* The task: Extract every line of the material below that contains the word "above", copying each one in full. Treat uppercase and lowercase letters as different.

════════════════════

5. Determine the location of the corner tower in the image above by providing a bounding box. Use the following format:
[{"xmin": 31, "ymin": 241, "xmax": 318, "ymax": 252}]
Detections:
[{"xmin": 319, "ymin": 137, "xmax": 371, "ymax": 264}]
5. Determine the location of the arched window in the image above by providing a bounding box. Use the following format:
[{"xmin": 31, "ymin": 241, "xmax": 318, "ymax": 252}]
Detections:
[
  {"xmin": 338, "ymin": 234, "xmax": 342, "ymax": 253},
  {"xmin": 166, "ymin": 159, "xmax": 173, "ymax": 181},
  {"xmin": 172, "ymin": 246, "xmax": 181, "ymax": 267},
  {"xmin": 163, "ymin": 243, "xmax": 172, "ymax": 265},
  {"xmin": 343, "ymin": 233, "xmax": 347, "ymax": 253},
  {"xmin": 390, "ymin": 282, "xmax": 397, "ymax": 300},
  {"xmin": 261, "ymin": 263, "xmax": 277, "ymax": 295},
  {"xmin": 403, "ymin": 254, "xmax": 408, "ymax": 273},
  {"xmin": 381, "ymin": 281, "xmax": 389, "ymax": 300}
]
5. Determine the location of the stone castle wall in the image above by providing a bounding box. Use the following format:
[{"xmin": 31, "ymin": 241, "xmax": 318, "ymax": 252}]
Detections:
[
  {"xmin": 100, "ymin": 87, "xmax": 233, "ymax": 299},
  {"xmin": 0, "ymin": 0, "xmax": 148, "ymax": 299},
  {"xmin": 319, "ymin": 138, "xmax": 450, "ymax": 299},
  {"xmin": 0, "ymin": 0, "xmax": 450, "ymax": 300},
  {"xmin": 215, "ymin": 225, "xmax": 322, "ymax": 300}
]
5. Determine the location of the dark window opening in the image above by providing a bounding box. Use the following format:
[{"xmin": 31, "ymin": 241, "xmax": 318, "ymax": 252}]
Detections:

════════════════════

* Completed task:
5. Determine the location of the corner tower in the image above by providing a bounding box. Use the following format:
5. Determine the location of the arched window in the image above by providing a bounding box. Use the following format:
5. Determine the location of the stone castle wall in the image above by providing a bounding box. Use the following format:
5. Determine the location of the dark window opening in the image above by providing a bounding box. Use the following format:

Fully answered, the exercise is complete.